**PASSAGE TO READ**
"""

Before you crucify me I only ask if some one kept provoking you how much would you take before you lost it.

It's the f-ing internet. Who gives a crap what someone else thinks. Turn of your computer and walk away.

Let's see more woodworking related forum topics and not this "off topic" crap. Pathetic….
I missed it all. I am happy about that.


----------



## Roger Clark aka Rex (Dec 30, 2008)

Chuck, if you want to see less off topic crap as you put it, then jimmy up the 58,000 other LJs to post something else.


----------



## oldnovice (Mar 7, 2009)

*For what!*


----------



## b2rtch (Jan 20, 2010)

Well done Lance, I never read or was a part of what you are talking about but recognizing your mistakes and apologizing for them show that you really are "the dude". 
(I personally much prefer Lance).

I remember "horizontal mike" doing something similar a while ago. 
It is very good and very encouraging to see such turns of behaviors. 
Sometime I gave up on my fellow living being just a bit too fast.
It is very good to be a lumberjock with you guys.


----------



## S4S (Jan 22, 2011)

~ Gem

" I do declare , Suh ! First we are subjugated to your laborious political hosh cosh and failed ideanomes . Then came that Hand Plane promissory flim-flamery and fall-de rall ,with Arlin! So assaultive to the delicate sensibilities of women folk and the innocent children who had to bear the callous profanity of your tirades , Alas , Suh , alack a day and heaven help you . And now you come before the entire Woodworking World , and before all 188,000 members of Lumberjks, to beg forgiveness for your provocative shenanigans . You kneel before us , bowing to kiss the hems and leggings of the offended . Bowed , prostrate , and sorely humbled by your transgressions . You must now join the other supplicants and Flagellants on the purditionary road ,Suh . Metaphorically whipping your own back until your blood flows to the ground as you wander in a dark place of woeful moans of regret , until you are scorged and cleansed of your lackadaisical bombastigons of impure ruminations and vocamotations , Suh . Only then can your hope to rejoin humankind and be welcomed back to the flock , and reclaim your former state of infamy . Nay , dare I say this could be a new day . I trust so , Suh! . " : ) ~ Gem


----------



## SCOTSMAN (Aug 1, 2008)

Nah MOMENT you've taken it a bit far LOL Alistair


----------



## a1Jim (Aug 9, 2008)

Just because someone starts something doesn't mean you you have to retaliate )


----------



## oldnovice (Mar 7, 2009)

*Well said Jim* Just because someone starts something doesn't mean you you have to retaliate!


----------



## CL810 (Mar 21, 2010)

Good one Jim!!


----------



## RiverWood (Nov 4, 2010)

lol


----------



## davidmicraig (Nov 21, 2009)

"""

**DATASET ENTRIES**
"""

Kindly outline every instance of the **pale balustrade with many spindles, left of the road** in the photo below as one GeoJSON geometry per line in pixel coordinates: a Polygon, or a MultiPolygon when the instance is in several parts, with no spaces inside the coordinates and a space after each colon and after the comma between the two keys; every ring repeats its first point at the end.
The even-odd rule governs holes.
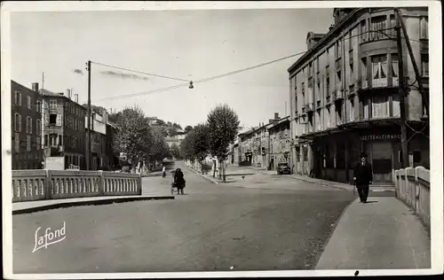
{"type": "Polygon", "coordinates": [[[81,170],[12,170],[12,202],[141,195],[138,174],[81,170]]]}

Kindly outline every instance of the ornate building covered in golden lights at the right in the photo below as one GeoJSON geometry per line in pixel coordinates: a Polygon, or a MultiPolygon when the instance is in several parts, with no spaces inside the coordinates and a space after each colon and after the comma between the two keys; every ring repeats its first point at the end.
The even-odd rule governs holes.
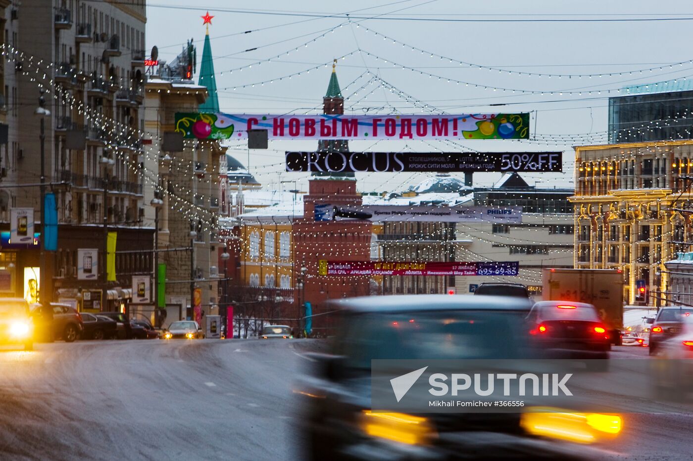
{"type": "Polygon", "coordinates": [[[664,262],[693,242],[692,175],[693,141],[575,147],[575,267],[622,269],[630,303],[637,280],[667,291],[664,262]]]}

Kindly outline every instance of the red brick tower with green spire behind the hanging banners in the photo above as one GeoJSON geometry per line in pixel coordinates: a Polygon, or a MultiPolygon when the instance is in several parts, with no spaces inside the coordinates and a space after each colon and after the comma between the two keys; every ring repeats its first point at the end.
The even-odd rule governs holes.
{"type": "MultiPolygon", "coordinates": [[[[336,60],[335,60],[336,63],[336,60]]],[[[344,114],[344,98],[337,82],[335,64],[323,98],[324,114],[344,114]]],[[[318,152],[349,152],[347,140],[320,140],[318,152]]],[[[308,301],[313,314],[328,311],[326,301],[331,299],[365,296],[369,293],[369,279],[318,275],[319,260],[368,261],[372,228],[369,221],[315,222],[315,205],[360,206],[361,195],[356,192],[353,172],[314,172],[304,196],[304,216],[293,226],[295,279],[303,274],[304,292],[297,293],[297,315],[303,314],[299,302],[308,301]]],[[[314,332],[329,332],[335,325],[335,316],[326,314],[313,318],[314,332]]]]}

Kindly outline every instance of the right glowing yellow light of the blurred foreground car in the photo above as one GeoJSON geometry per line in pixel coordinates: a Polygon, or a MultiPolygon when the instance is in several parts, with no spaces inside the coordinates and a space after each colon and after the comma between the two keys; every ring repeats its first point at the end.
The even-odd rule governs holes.
{"type": "Polygon", "coordinates": [[[536,410],[536,413],[532,413],[532,410],[523,413],[520,419],[520,426],[532,435],[590,444],[597,442],[599,436],[615,435],[622,428],[619,415],[569,413],[558,409],[552,412],[551,408],[536,410]]]}

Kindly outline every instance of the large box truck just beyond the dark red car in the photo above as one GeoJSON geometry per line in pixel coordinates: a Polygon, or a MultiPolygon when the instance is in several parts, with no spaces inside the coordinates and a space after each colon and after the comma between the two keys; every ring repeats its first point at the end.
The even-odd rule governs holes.
{"type": "Polygon", "coordinates": [[[623,273],[617,269],[543,269],[545,301],[587,302],[597,308],[611,343],[621,344],[623,329],[623,273]]]}

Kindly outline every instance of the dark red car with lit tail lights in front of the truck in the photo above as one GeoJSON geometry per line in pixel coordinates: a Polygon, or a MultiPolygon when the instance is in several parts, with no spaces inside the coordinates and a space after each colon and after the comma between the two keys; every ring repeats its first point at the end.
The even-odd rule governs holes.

"""

**EXERCISE DETAILS**
Continue the woodworking forum thread from the point where it stops. The rows are separate material, unrelated to the woodworking forum thread.

**TASK RESULT**
I cannot help but read the moment post with Mel Blanc in my head. I think I fell asleep during Looney Tunes again…

As you can see Lance. We are all capable of putting our feet in our mouth, and shooting ourselves in the foot immediately after…


----------



## S4S (Jan 22, 2011)

That was a a refreshingly funny picture Jim ! Too bad they deleted it , Do you think they overreacted ? Deleting comedy among friends seems counter productive to me , just trite . I guess they have their own standards of Everything now ,even humor . Deleting A1Jim ? What a travesty ! You Media hypes are slugs .

!



!


----------



## a1Jim (Aug 9, 2008)

Glad you got the humor,just for fun, moment


----------



## CL810 (Mar 21, 2010)

+1 Jim, with some people it would have started a war. Good on you Moment!


----------



## thedude50 (Aug 13, 2011)

for the record no one ships a plane that is only half paid for no one. So that is nothing to me Arlin asked for the plane and after all his crying he finally paid for it and it was shipped as it was pictured. Then he cried about a small chip in the tote I offered to make him a replacement but he would not send the original to copy. Then he cried the 2 inches of blade was too short so i told him i would ship him a replacement if he paid the freight and rent the short blade back first. Again he refused so he got what he finally paid for. Again no one ships things that are only half paid for or they are stupid.


----------



## madts (Dec 30, 2011)

Deleted


----------



## bandit571 (Jan 20, 2011)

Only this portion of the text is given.